## Document extract
[BEGIN]
But who is there to blame? We can discuss the visceral feelings of laying our eyes on our beloved beaches polluted with garbage but will we make a change?

The phenomenon of seeing our impact on the environment wash ashore could be a wake-up call the people of Southern California need. People can either hold themselves accountable and work towards change after seeing their sacred beaches covered in used Starbuck’s cups or, they can continue about their lives until the next extended period of rain washes our sins up onto the sand.

Extensive work is continuously done by volunteer groups such as Heal The Bay. Their efforts include weekly beach clean-ups, rescuing marine life, and raising awareness for saving the Los Angeles beaches.

Attending a beach clean up can be a bit disheartening though. Arrive with hope in your heart but feel overwhelmed after spending a mere 30 minutes on the beach. You’ll fill up a garbage bag just as quick as you’d hope your do-good heart had filled. What seems like a noble effort is proven futile after coving only a few square feet as you watch a continuous stream of trash wash ashore in the distance.
[END]
## Given material
[BEGIN]
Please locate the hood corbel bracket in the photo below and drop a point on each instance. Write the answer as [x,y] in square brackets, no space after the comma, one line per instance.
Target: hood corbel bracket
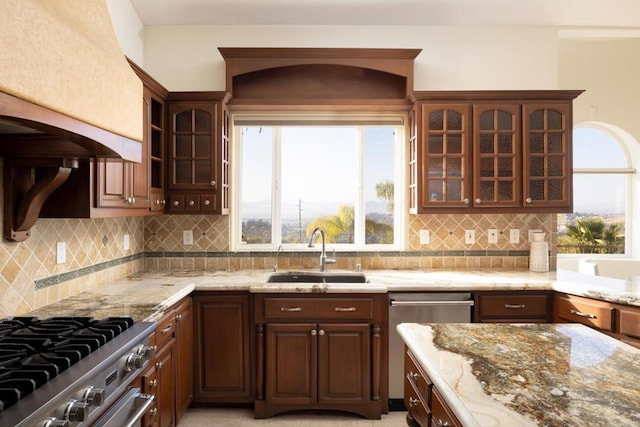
[END]
## Requests
1. Using the beach pollution passage, decide whether each statement agrees with it: (a) Heal The Bay holds beach clean-ups every week. (b) The passage links trash washing up on the sand to extended periods of rain. (c) The passage says attending a beach clean-up leaves volunteers feeling encouraged. Answer yes or no for each and quote the words that decide it.
2. According to the beach pollution passage, what efforts does Heal The Bay carry out?
3. Summarize the beach pollution passage in two sentences.

## Solutions to the tasks
1.
(a) Yes: "Their efforts include weekly beach clean-ups"
(b) Yes: "until the next extended period of rain washes our sins up onto the sand"
(c) No: "Attending a beach clean up can be a bit disheartening though."

2. Weekly beach clean-ups, rescuing marine life, and raising awareness for saving the Los Angeles beaches.

3. Trash washing up on Southern California beaches could be a wake-up call, pushing people either to hold themselves accountable and work toward change or to carry on until the next extended rain. Volunteer groups such as Heal The Bay run weekly beach clean-ups, rescue marine life and raise awareness, yet a clean-up can feel futile as more trash keeps washing ashore.